====== Exercise input ======

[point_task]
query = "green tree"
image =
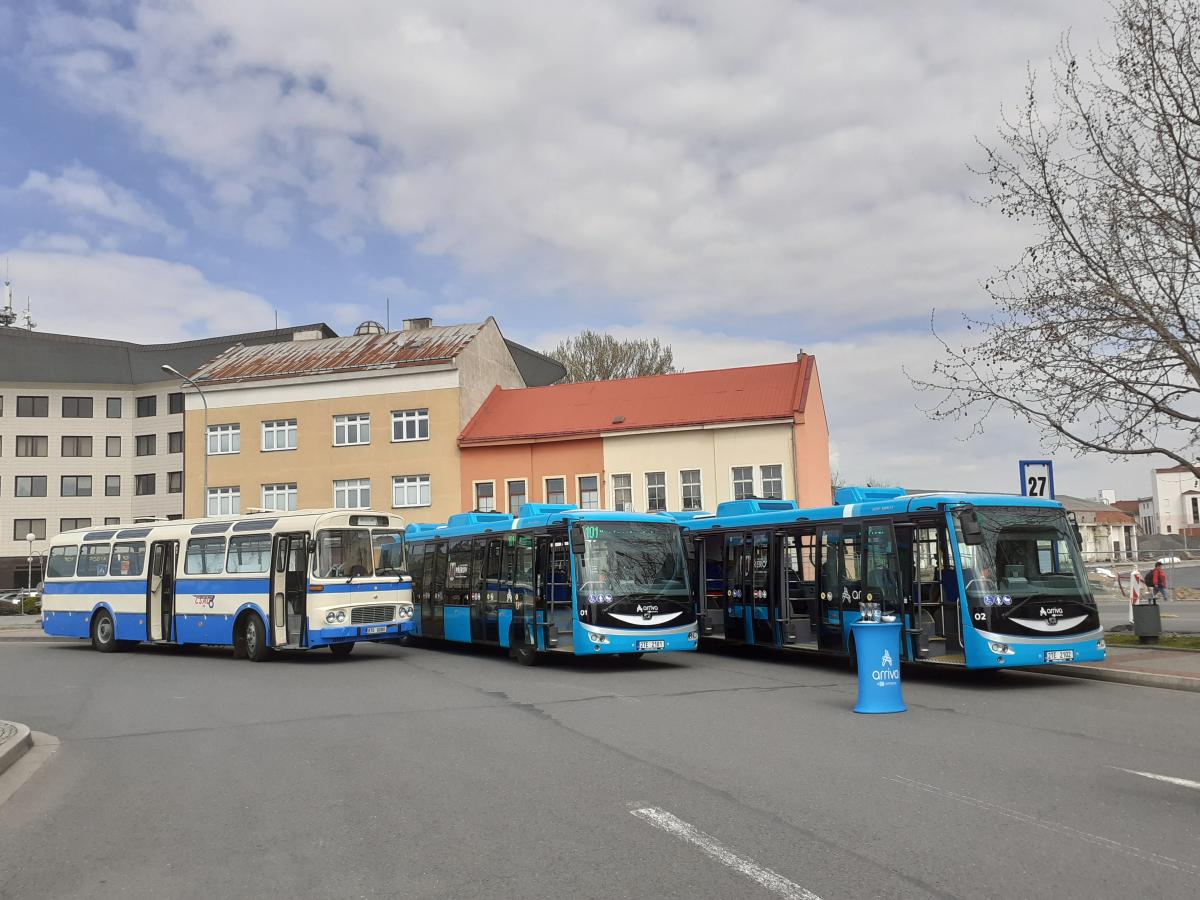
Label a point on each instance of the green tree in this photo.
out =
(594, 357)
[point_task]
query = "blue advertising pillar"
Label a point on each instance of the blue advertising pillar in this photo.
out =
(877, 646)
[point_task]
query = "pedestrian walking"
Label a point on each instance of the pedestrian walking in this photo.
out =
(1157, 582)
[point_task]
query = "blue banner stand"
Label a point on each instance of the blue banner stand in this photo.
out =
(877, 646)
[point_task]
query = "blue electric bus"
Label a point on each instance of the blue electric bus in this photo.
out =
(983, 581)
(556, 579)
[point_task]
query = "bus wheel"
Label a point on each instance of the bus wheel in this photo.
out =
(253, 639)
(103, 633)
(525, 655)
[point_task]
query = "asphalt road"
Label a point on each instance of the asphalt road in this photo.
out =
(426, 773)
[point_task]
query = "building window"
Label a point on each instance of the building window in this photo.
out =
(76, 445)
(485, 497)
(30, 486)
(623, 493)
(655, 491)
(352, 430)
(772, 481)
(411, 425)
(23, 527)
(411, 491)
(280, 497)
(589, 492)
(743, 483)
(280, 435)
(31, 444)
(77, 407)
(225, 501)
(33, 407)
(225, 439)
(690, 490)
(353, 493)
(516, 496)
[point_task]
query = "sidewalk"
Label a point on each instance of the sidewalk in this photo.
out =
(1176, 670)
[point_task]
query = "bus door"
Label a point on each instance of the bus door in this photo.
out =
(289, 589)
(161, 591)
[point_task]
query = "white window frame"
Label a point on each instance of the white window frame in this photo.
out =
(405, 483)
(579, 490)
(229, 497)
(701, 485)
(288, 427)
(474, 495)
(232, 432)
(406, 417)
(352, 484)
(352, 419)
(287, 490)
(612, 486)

======
====== Exercise input ======

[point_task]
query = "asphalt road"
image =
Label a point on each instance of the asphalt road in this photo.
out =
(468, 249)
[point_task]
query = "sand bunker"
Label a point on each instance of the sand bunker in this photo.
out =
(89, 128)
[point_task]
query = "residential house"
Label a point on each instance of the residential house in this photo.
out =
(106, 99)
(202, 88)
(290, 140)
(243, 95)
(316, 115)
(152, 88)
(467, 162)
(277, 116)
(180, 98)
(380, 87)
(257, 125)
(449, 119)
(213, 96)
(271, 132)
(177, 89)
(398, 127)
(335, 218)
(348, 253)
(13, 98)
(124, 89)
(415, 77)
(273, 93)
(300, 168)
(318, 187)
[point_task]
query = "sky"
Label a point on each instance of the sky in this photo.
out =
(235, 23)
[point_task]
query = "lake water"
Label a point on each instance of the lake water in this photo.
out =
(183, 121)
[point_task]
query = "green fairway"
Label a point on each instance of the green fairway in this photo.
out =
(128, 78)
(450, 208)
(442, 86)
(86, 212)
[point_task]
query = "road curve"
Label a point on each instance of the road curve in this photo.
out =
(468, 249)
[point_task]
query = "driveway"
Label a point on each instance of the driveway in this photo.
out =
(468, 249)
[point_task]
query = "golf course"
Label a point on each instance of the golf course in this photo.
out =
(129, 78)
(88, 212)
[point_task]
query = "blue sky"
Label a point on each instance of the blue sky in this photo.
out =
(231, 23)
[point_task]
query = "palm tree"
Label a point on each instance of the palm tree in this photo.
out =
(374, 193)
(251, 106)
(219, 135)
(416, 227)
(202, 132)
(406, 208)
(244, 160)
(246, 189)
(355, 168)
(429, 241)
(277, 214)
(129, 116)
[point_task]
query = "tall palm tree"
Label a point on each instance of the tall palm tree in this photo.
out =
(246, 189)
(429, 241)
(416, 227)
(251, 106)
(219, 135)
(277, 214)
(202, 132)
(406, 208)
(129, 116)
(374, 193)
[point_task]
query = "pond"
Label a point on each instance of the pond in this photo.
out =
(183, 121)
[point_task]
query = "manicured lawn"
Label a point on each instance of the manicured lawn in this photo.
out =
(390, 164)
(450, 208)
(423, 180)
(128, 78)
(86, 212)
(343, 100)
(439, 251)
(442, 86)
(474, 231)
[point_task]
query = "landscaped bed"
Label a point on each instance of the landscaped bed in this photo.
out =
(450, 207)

======

• Assignment: Search the entries for the word "tree" and report how many lines contain it, as a bare number.

• Exercise output: 6